== DIRECTIONS FOR THIS TASK ==
Rewrite the records below so that "a single point on each line" becomes "one point per line" everywhere it occurs, and leave everything else unchanged.

== SUPPLIED MATERIAL ==
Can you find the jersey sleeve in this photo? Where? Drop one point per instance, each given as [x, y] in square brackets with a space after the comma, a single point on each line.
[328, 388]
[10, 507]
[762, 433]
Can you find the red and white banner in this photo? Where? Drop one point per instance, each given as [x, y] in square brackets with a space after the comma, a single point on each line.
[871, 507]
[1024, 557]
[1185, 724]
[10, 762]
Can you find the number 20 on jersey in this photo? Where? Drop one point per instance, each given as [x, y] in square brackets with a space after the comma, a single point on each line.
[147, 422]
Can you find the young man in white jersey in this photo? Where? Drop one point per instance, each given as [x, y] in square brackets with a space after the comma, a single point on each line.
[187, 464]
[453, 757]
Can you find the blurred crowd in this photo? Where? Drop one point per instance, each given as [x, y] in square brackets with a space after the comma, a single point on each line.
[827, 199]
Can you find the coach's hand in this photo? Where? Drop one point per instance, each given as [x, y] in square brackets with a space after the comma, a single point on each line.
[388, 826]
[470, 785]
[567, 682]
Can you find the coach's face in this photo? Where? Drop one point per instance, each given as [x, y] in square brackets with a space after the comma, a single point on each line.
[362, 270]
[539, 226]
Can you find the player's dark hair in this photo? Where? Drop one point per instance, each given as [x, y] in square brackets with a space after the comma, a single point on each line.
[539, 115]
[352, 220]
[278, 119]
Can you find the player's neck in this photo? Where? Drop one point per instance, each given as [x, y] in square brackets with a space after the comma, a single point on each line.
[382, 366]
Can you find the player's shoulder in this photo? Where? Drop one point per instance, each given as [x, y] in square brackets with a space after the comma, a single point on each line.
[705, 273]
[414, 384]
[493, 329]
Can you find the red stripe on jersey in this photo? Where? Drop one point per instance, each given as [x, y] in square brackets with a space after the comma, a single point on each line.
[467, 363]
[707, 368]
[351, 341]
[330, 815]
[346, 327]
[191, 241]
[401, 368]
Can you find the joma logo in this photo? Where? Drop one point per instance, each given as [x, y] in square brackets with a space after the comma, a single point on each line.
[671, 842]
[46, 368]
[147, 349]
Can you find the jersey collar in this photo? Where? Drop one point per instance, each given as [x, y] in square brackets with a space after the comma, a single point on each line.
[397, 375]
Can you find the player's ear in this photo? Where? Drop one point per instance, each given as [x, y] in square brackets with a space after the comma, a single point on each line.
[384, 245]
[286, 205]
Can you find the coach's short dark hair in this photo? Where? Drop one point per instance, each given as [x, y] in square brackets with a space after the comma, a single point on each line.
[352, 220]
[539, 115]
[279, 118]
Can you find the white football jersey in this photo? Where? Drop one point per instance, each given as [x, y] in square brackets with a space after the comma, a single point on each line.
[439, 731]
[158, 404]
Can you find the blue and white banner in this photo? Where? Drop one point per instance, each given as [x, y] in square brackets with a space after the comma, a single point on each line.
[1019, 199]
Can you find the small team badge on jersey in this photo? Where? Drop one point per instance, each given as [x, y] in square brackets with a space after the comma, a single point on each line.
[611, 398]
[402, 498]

== FINISHED EXERCISE ==
Can you find the jersey sleeve in this photo? Where? Drop one point per instance, each given as [x, y] in square brackets with a space after the comma, one point per line.
[328, 388]
[10, 507]
[762, 433]
Can you find the red and white banner in this photo? Where? Drop one point per instance, each given as [x, y] in square brackets with a space after the comma, one point per line.
[871, 507]
[1024, 557]
[1185, 724]
[10, 762]
Can you find the number 20 on jersey in this photo? Where? Drop one point per instance, each given as [x, y] in square brackets with a space after the comma, one point per line.
[147, 422]
Can you find the young man in white jersey in this photo? Where? Drop one point per instance, each given as [x, y] in square brackets with a space after the comma, one point per line.
[187, 464]
[453, 757]
Can you find the blurred crowd in this photo? Where? Drop one point per instance, each given as [x, y] in square brackets with a space after the comma, one point per line.
[827, 199]
Can you find the coach's hand in this photo? Where? Drop one point per instance, each given as [x, y] in square brackets with a space after the comma, one point per line.
[388, 826]
[470, 785]
[567, 682]
Can you find the coach's face in this photo? Where? Drop one point per instance, each given as [x, y] in square brackets with a space after the comma, one point per line.
[362, 270]
[539, 226]
Can you find the player's dark hair in this photo? Where? Drop one point per instance, each given as [x, y] in square brackets with a space after the comma, one point per line.
[539, 115]
[352, 220]
[278, 119]
Can you find the player's neck in this photo? Where? Drop one point per instance, each given as [x, y] in square brackets with a space after the comma, one point per line.
[382, 366]
Can you find the player's shoulder in this photo? Where? Drop one point per instance, each given as [x, y] in square brackets with a space after the comma, one point per line.
[705, 273]
[414, 384]
[493, 329]
Can you find the red stripe on jersey in this photo? Where? Drop one point per instance, each given as [x, y] in square brackets with a space after the comma, one point per line.
[467, 363]
[707, 368]
[351, 341]
[330, 815]
[346, 327]
[191, 241]
[401, 368]
Can you find the joma logo in this photo? Where? Drop one point per instance, each given as [x, y] in square brackets with a space after the comma, one point per line.
[671, 842]
[46, 368]
[147, 349]
Can you find the jersey collar in this photo? Where? Drop one point per instance, each given as [x, y] in square brackets with a space after the comma, one point per line.
[397, 375]
Can you find the player's ear in this photo? Where? Drop one point per instance, each given as [x, y] in square brackets with a space after the comma, one point per line.
[384, 245]
[286, 205]
Can you find the coach's short dark hair in this photo? Where? Drop one point per instance, each given as [x, y] in square brackets with a space after the comma, one point per line.
[352, 220]
[539, 115]
[279, 118]
Can you find the white football jersey in this photo? Where? Drop one point per instance, each given as [x, y] in square brackets with a space after the comma, one point per line.
[439, 731]
[158, 404]
Can you find the blue and white banner in this photo? Where? Drop one point per instance, each given as [x, y] in square brackets with a space after the comma, one point per line.
[1019, 199]
Can you find the small team badge on jersey in this photo? Where? Drop one point per instance, each given as [x, y] in square brackets with a space after the comma, one point per line.
[611, 398]
[402, 498]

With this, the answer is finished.